Items from a data collection →
***
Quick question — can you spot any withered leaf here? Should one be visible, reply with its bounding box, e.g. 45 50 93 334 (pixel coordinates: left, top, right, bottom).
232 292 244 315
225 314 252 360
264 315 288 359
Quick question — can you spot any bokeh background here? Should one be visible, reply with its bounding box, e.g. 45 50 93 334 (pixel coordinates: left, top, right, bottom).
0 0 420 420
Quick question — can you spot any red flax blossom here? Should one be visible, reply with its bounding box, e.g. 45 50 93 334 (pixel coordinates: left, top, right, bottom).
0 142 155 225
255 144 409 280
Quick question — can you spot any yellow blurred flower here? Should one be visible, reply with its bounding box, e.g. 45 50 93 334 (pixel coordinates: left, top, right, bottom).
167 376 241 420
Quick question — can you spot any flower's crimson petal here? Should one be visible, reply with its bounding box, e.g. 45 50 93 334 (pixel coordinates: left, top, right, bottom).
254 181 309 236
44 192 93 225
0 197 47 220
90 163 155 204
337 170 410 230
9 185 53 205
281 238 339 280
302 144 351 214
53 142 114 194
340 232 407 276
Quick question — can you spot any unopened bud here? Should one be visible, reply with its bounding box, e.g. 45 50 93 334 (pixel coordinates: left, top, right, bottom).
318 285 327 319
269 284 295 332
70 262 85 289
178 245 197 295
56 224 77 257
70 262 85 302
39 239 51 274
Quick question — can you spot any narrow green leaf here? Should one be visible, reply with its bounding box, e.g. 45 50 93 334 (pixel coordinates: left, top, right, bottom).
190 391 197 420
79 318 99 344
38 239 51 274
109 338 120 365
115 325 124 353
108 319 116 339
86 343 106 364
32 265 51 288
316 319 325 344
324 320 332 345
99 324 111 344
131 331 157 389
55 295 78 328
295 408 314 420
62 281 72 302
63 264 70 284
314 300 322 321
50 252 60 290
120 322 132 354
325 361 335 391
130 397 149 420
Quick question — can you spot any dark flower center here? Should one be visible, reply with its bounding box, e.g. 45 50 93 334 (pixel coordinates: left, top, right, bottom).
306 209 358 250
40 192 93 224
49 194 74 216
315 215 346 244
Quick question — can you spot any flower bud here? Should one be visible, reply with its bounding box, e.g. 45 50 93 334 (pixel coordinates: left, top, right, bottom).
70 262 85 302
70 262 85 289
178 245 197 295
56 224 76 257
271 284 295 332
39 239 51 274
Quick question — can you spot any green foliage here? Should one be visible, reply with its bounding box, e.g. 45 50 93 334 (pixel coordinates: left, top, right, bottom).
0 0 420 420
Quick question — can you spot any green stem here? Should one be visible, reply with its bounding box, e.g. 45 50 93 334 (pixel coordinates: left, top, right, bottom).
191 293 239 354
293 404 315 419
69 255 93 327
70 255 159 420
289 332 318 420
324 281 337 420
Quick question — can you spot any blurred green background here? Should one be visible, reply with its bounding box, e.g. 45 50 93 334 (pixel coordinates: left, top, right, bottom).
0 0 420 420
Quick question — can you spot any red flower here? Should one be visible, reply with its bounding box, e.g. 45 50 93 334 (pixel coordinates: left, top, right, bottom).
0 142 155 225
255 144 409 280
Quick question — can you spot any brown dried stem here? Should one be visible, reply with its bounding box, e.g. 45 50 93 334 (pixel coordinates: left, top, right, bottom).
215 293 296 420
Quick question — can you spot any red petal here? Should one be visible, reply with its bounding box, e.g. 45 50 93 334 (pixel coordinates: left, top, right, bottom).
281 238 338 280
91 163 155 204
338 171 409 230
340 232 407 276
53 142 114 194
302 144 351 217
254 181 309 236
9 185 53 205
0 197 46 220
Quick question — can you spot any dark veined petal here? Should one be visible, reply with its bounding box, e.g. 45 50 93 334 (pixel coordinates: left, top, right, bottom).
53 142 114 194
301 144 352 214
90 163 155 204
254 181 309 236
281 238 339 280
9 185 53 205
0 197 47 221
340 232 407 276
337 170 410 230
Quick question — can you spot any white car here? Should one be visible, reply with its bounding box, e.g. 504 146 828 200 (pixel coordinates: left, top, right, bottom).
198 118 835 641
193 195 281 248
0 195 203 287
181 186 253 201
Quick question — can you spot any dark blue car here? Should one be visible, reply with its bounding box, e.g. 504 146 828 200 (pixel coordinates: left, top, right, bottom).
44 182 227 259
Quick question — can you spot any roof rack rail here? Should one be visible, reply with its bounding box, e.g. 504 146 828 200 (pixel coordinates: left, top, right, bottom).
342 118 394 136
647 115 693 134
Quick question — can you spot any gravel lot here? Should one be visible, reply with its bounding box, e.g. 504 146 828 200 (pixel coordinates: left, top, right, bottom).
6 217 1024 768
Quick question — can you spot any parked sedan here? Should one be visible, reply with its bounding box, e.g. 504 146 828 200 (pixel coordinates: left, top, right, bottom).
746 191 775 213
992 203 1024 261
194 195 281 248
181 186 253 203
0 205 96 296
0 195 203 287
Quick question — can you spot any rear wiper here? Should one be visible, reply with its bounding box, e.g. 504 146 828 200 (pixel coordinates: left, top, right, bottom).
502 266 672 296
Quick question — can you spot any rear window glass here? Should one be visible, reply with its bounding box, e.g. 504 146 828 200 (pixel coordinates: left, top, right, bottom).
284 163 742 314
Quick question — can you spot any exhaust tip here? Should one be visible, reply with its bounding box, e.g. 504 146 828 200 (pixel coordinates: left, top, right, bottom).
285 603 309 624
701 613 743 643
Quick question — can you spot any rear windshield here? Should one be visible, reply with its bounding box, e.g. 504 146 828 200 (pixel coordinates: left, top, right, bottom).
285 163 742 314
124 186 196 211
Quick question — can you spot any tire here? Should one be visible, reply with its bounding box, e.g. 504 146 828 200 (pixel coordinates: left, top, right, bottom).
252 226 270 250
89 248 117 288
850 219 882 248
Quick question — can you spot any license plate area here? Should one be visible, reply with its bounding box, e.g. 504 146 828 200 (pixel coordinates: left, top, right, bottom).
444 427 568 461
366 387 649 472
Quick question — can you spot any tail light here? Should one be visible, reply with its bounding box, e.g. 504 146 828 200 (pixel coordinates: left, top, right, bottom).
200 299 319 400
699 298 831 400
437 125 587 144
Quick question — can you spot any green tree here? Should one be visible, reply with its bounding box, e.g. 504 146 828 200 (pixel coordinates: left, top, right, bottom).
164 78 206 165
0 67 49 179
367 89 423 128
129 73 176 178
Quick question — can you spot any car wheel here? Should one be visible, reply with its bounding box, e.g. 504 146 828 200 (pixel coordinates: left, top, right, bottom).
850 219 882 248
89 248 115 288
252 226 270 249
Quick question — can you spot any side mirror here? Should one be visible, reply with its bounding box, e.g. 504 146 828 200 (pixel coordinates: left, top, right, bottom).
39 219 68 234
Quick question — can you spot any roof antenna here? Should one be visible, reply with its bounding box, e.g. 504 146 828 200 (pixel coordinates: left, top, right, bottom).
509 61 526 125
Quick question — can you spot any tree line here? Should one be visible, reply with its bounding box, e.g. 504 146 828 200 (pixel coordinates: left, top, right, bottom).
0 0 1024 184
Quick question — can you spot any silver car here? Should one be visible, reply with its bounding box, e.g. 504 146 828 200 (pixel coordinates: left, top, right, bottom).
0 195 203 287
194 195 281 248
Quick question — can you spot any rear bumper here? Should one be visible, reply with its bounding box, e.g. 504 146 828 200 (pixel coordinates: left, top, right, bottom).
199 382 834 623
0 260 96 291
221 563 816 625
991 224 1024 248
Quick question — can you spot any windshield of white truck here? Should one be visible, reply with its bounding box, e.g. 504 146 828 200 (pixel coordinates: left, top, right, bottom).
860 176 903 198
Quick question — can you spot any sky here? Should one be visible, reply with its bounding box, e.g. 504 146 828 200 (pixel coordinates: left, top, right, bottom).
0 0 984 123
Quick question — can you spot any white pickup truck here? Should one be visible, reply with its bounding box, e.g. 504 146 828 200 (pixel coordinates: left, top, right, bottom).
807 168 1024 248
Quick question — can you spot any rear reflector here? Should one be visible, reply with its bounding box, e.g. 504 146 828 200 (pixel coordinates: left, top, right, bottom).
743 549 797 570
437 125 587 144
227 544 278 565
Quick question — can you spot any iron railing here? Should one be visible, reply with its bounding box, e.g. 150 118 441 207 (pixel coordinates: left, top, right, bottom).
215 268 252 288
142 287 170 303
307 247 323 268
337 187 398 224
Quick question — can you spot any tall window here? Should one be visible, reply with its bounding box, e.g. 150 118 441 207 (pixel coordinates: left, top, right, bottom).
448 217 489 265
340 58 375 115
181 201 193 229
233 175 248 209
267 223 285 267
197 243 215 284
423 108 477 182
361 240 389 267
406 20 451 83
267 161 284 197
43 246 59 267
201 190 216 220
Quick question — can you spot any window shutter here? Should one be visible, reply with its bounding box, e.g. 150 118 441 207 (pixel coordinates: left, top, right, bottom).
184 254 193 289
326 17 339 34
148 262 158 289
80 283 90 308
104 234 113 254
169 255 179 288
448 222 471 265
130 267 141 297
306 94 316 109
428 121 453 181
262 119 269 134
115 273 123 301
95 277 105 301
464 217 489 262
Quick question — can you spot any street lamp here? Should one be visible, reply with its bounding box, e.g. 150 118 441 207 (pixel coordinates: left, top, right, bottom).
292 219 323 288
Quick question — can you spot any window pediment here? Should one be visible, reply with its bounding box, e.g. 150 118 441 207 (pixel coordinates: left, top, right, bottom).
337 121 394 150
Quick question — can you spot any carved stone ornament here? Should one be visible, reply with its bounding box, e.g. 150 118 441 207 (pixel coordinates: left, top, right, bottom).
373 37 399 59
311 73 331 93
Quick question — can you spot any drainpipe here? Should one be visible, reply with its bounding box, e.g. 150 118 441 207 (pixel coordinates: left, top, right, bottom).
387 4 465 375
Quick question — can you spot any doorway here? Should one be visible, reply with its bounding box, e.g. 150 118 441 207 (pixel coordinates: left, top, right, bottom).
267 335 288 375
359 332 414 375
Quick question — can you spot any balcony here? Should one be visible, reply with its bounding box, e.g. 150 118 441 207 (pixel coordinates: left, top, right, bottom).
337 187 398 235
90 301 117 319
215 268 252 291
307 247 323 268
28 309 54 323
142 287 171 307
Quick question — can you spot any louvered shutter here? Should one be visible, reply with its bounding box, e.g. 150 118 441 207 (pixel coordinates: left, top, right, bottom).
***
WORK TO BE COMPLETED → Reproduce the lines verbatim, from the line with "Quick question — can you spot any window shutter" up to and including the line with "95 277 105 301".

TASK ANSWER →
Quick question — can you spot any window shutter here? Should one be visible, reply with its bounding box, e.g. 150 118 441 207 (pixel coordinates: left, top, right, bottom).
184 254 193 289
326 17 339 34
148 262 158 289
80 283 90 308
104 234 113 254
169 255 179 288
448 222 471 265
130 267 141 297
306 94 316 109
428 121 453 181
262 119 269 134
115 273 123 301
95 277 105 301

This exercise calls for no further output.